■ EXCERPTED TEXT:
#####

In their 1946 returns, W. T. Thrift, Sr., and Lucille B. Thrift reported gain in the amount of $74,436.25 from the sale of 127 lots. Of the 25 lots listed above as sold to their son, W. T. Thrift, Jr., in 1946 for a total consideration of $27,654, their 1946 returns described 4 lots sold to the son for a gross sales price of $4,654, including $1,420, representing the price of 1 lot which was not sold under the general warranty deed and was paid in full during 1946. The remaining sum of $3,234 reported was equal to the purchase price of the other 3 lots described in the return and represented the payment of $18 per front foot required to release such lots from the vendor's lien reserved under the general warranty deed which covered the conveyance of a block of 24 lots. No gain from the remaining 21 lots sold to the son in 1946 under the general warranty deed was reported, nor was any reference thereto made in the petitioners' returns.
In the notice of deficiency, respondent held that gain from the sale of the remaining 21 lots covered by the general warranty deed in the amount of $12,451.13 was includible in the petitioners' 1946 income and that the total gain so determined from the sale of all 152 lots sold by the petitioner in that year constituted ordinary income rather than capital gain as reported by the petitioners.
The lots sold by petitioner during the taxable year 1946 were capital assets and not property held primarily for sale to customers in the ordinary course of the petitioner's trade or business.
OPINION.
ARUNDELL, Judge:
Whether property at the time of sale constitutes a capital asset held by the taxpayer as an investment or property held primarily for sale to customers in the ordinary course of his trade or business is wholly a question of fact. However, in the course of deciding the many cases posing this question, the Courts have adopted a number of well recognized tests. The governing considerations have been the purpose or reason for the taxpayer's acquisition of the property and in disposing of it, the continuity of sales or sales related activity over a period of time; the number, frequency, and substantiality of sales, and the extent to which the owner or his agents engaged in sales activities by developing or improving the property, soliciting customers, and advertising. Boomhower v. United States, 74 F.Supp. 997. No one of these tests can be regarded as determinative but the question must be viewed in the light of all pertinent factors and particularly the facts of the individual case.
The petitioner's conduct prior to the year 1946 clearly establishes that he acquired the property as an investment and was not engaged in the business of buying and selling real estate. From 1929 until the time of the hearing and at the time he purchased the tract in question, petitioner was the president and majority stockholder of the Thrift Lumber Co. and devoted all of his time to that business. He has testified that throughout his active business career he has been a party to approximately ten real estate transactions.

#####

■ DATA PROVIDED:

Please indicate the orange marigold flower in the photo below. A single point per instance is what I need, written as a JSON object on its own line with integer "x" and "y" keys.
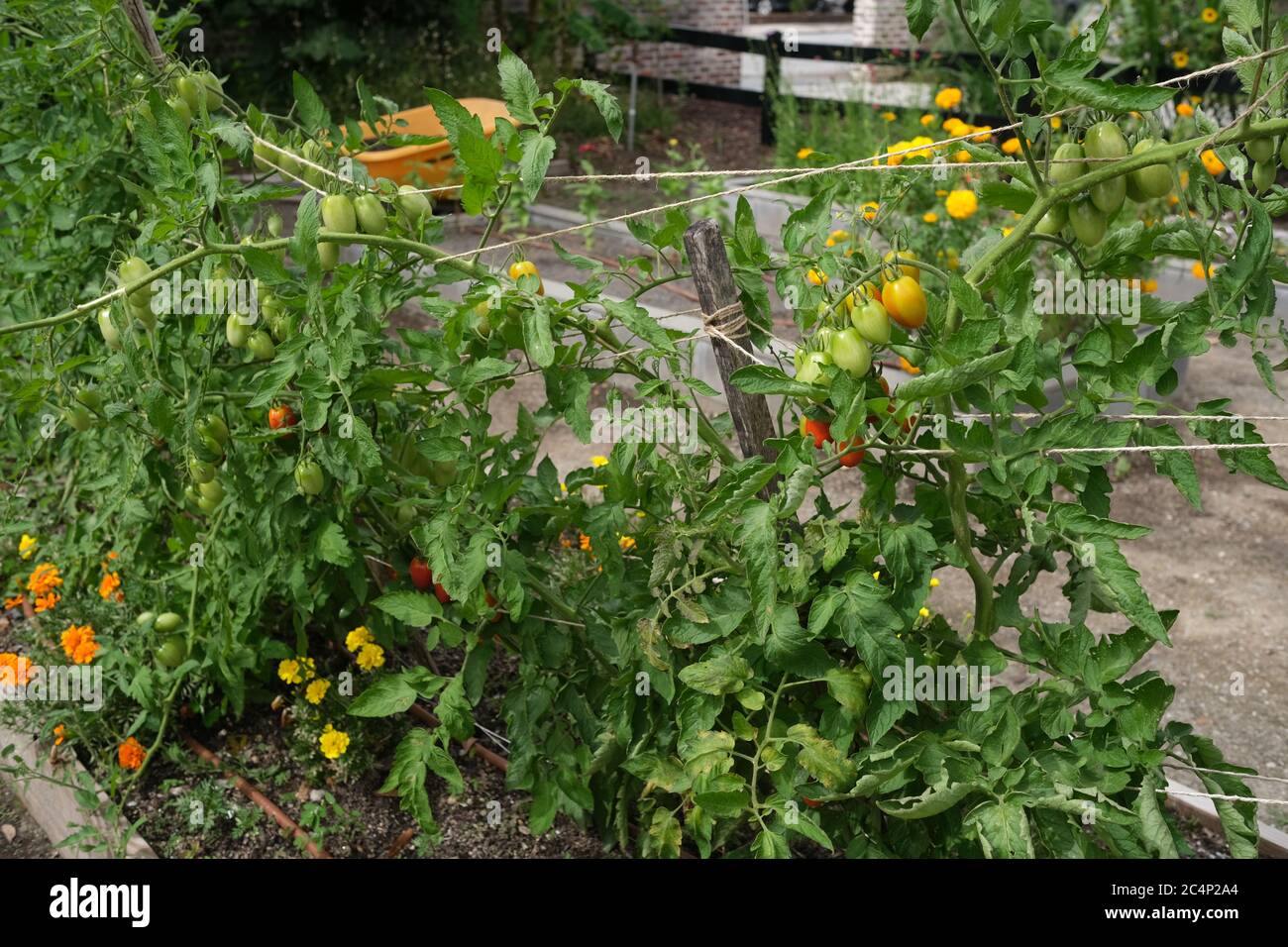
{"x": 44, "y": 579}
{"x": 110, "y": 583}
{"x": 130, "y": 754}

#####

■ DIRECTION: Using the excerpt above on the Thrift lot sales, decide whether each statement agrees with it, answering yes or no and quoting the deciding words: (a) The Thrifts sold 25 lots to their son in 1946. (b) The petitioners' returns reported gain from the 21 remaining lots sold to the son under the general warranty deed. (c) The judge treats one of the recognized tests as decisive on its own.

■ RESULT FOR THIS EXERCISE:
(a) Yes: "Of the 25 lots listed above as sold to their son, W. T. Thrift, Jr., in 1946"
(b) No: "No gain from the remaining 21 lots sold to the son in 1946 under the general warranty deed was reported"
(c) No: "No one of these tests can be regarded as determinative"